Exercise requirements: Excluding any images, copy all of the lines below precisely as written.

Records to process:
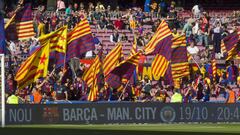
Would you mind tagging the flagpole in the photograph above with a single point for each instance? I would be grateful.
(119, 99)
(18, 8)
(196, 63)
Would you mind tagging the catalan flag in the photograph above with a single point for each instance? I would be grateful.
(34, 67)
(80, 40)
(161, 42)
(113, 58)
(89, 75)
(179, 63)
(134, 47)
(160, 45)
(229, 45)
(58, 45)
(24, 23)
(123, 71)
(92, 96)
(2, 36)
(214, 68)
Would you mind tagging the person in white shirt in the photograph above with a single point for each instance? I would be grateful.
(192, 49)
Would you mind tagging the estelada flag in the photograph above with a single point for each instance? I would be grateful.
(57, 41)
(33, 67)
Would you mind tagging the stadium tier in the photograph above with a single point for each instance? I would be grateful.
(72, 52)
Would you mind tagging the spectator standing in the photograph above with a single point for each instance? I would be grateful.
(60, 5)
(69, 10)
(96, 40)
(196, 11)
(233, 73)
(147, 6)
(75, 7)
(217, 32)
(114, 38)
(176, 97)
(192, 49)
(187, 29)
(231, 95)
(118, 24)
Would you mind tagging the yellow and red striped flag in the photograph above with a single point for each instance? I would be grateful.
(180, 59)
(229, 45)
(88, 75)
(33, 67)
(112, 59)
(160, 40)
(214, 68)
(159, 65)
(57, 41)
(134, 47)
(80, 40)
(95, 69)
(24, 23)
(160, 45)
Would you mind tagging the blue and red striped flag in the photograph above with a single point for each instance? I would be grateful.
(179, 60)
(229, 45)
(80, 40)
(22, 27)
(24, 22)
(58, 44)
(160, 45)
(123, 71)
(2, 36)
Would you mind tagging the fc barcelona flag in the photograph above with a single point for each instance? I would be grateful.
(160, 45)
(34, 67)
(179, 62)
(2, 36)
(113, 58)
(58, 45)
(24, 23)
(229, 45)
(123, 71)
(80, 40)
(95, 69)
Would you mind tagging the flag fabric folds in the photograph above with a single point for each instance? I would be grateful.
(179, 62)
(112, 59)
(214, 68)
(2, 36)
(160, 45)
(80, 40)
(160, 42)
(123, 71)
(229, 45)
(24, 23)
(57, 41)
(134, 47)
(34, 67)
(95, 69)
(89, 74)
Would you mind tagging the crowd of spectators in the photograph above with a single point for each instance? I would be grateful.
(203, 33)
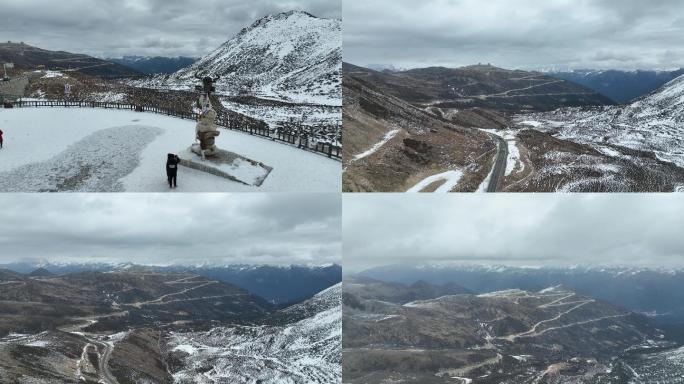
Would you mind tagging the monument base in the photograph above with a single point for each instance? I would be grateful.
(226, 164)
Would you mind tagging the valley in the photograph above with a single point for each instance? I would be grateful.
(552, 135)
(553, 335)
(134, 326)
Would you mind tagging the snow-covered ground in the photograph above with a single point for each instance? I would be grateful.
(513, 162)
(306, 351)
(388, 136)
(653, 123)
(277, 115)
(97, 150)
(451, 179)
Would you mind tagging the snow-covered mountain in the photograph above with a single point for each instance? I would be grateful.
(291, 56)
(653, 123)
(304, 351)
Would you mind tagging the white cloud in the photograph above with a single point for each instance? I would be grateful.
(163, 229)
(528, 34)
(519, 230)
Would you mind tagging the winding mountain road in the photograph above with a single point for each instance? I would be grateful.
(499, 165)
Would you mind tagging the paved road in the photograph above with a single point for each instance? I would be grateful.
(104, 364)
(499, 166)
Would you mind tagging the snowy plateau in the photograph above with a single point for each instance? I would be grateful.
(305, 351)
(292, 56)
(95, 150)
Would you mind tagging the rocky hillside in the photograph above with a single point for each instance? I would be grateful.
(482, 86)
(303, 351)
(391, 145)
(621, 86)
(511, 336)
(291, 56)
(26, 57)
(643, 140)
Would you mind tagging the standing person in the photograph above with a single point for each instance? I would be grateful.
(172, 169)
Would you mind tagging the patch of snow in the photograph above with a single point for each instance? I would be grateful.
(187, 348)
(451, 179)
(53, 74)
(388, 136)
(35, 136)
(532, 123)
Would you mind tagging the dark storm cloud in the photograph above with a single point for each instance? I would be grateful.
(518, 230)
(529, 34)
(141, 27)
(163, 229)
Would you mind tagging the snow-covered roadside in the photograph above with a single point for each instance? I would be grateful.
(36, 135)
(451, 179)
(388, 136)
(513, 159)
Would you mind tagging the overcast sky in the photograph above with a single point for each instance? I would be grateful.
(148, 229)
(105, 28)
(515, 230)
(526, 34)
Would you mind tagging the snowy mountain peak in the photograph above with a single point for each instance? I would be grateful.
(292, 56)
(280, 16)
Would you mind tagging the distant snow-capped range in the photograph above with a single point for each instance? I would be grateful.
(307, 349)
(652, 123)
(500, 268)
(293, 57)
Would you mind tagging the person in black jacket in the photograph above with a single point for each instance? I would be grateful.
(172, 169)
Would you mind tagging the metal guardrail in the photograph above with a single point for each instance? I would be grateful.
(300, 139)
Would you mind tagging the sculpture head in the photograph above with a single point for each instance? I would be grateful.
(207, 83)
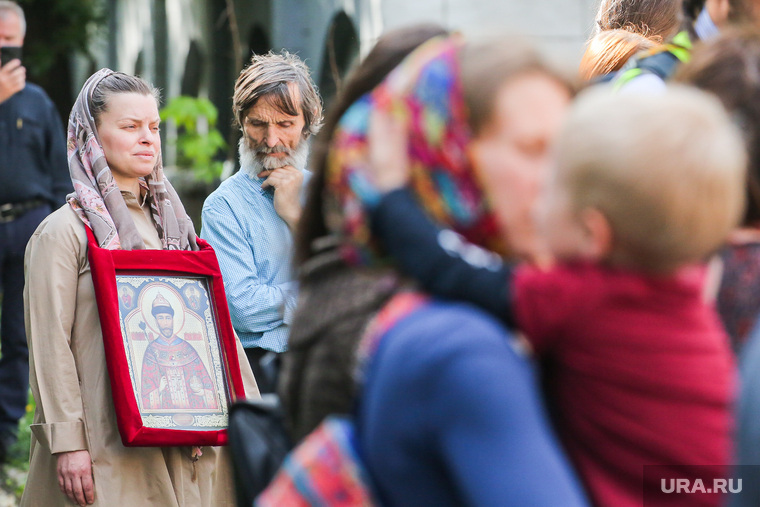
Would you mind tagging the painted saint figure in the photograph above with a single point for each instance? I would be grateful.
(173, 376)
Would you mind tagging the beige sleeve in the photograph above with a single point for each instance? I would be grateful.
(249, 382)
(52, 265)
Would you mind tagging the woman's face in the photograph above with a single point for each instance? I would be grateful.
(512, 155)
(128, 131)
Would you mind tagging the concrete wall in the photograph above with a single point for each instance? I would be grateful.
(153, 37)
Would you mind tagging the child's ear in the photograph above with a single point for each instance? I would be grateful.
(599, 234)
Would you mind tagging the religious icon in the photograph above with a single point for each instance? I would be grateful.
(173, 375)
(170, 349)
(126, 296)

Written solution:
Would you mind tagging the flagpole in the photograph above with a single point for each instance? I would be grateful.
(119, 99)
(18, 8)
(196, 63)
Would you mind tagging the catalan flag in the photograph above with a single point for each instance? I would be grateful.
(34, 67)
(80, 40)
(161, 42)
(113, 58)
(89, 75)
(179, 63)
(134, 47)
(160, 45)
(229, 45)
(58, 45)
(24, 23)
(123, 71)
(92, 96)
(2, 36)
(214, 68)
Would you mind tagging the person in white shirt in the photograph above with a single point for each instance? I would be grateful.
(192, 49)
Would you mind tagging the estelada flag in the photograph above with a single point for each instance? I would be grateful.
(57, 41)
(33, 67)
Would you mind tagging the stadium tier in the photograph above with a single point for each instance? I would be grateful.
(72, 52)
Would you mind tagging the spectator standing in the photograph above with a single point for each instance? I would be grateful.
(60, 5)
(69, 10)
(96, 40)
(196, 11)
(233, 73)
(147, 6)
(75, 7)
(217, 32)
(114, 38)
(176, 97)
(192, 49)
(187, 29)
(231, 95)
(118, 24)
Would you mind tagging the yellow and red striped flag in the photograph above with a single point for each instance? I would be grateful.
(180, 59)
(229, 45)
(88, 75)
(33, 67)
(112, 59)
(160, 40)
(214, 68)
(159, 65)
(57, 41)
(134, 47)
(80, 40)
(95, 69)
(24, 23)
(160, 45)
Would you mind tagging the blue and red striped flag in the photograph above with a single point for each instance? I would be grateful.
(179, 60)
(229, 45)
(80, 40)
(22, 27)
(24, 22)
(58, 44)
(160, 45)
(123, 71)
(2, 36)
Would you mind tagging the fc barcelona flag in the photograph above with a single point for each instance? I would be grateful.
(160, 45)
(34, 67)
(179, 62)
(2, 36)
(113, 58)
(58, 45)
(24, 23)
(229, 45)
(123, 71)
(80, 40)
(95, 69)
Would you mind tagging the flag fabric folds in the photograph above with a single point for each instance? I would be grateful.
(179, 62)
(112, 59)
(214, 68)
(2, 36)
(160, 45)
(80, 40)
(160, 42)
(123, 71)
(229, 45)
(24, 23)
(57, 41)
(134, 47)
(34, 67)
(95, 69)
(89, 74)
Would you mind tagging the crowd of spectators in the photograph above with a single point for each instance? I would be grateful.
(203, 33)
Would you mind tagging the monument base in the photograph above with a single point for each instance? I would be grateful.
(226, 164)
Would you mind tagging the valley in the photograph above with a single point for each instance? I would be grateful.
(552, 135)
(553, 335)
(134, 326)
Would you mind tagging the snow-covered ground in the photograph above with a single point for each instance? I would be grateful.
(513, 162)
(306, 351)
(388, 136)
(653, 123)
(277, 115)
(97, 150)
(451, 179)
Would you mind tagging the snow-covered mountain in the photograph above with a single point for each instance? I would be grateful.
(291, 56)
(653, 123)
(304, 351)
Would you mind tagging the white cloud in the photograph above with a single point for each instance? I would be grateful.
(163, 229)
(528, 34)
(519, 230)
Would you mind tagging the winding mountain road in the photograph above with a single point for each instance? I would be grateful.
(499, 165)
Would you mind tagging the paved road in the photograph above with a single point for each instance? I would be grateful.
(104, 364)
(499, 166)
Would you mind tagging the snowy plateau in the photograph above with a single point for each instance? I would be grateful.
(305, 351)
(292, 56)
(95, 150)
Would you mind tagging the rocky hillside in the photograph above with a single point for each instance? I would be grateful.
(482, 86)
(303, 351)
(391, 145)
(621, 86)
(511, 336)
(291, 56)
(26, 57)
(643, 140)
Would you mind tagging the standing person in the photograph above with a single point for each instance? I would be grateful.
(172, 169)
Would you mind tagging the patch of snow in the photograph above with a single point for each instance? I would be grateful.
(187, 348)
(451, 179)
(53, 74)
(388, 136)
(35, 136)
(532, 123)
Would you mind tagging the dark storm cloud in the photograph above with a single point for each instance? I would be grateful.
(518, 230)
(529, 34)
(141, 27)
(163, 229)
Would you mind tagging the snow-covered roadside in the photograph above with a single point for each instance? I would be grateful.
(36, 135)
(451, 179)
(388, 136)
(513, 159)
Would you mind tagging the overcast sky in the photograph above with a single point for each instance? I would be grateful.
(148, 229)
(105, 28)
(515, 230)
(526, 34)
Would you mind tagging the snowy mountain peak in the photograph above with a single point for each instance? I would be grateful.
(292, 56)
(280, 16)
Would you mind tagging the distant snow-capped range in the photograph above with a single point for each instance? I would be grateful.
(307, 349)
(652, 123)
(500, 268)
(293, 57)
Would you mind tagging the person in black jacket in the photograph above with a single point for each instance? I would be grateful.
(172, 169)
Would you mind tagging the metal guardrail in the photograph above with a single point for each instance? I would be grateful.
(300, 139)
Would you mind tagging the sculpture head in the photograph above with a single point for each instance? I would be grateful.
(207, 83)
Would you mind tagging the painted saint figure in the photograph above with a single point for each instance? I would be grateful.
(173, 376)
Would you mind tagging the beige sleeve in the photograph above with a single point for each instance? I would be grateful.
(249, 382)
(52, 265)
Would you mind tagging the woman's face in the photograph above with a single point for each instance? I would be grateful.
(512, 155)
(128, 131)
Would you mind tagging the concrete wall in the photograph above with a single point for each instance? I would be grateful.
(153, 37)
Would you mind tagging the child's ear in the photograph above with a single point for each instance? I would be grateful.
(599, 234)
Would you mind tagging the religious icon in the photograph above with a single point for each instance? I would be grateful.
(173, 375)
(170, 349)
(126, 296)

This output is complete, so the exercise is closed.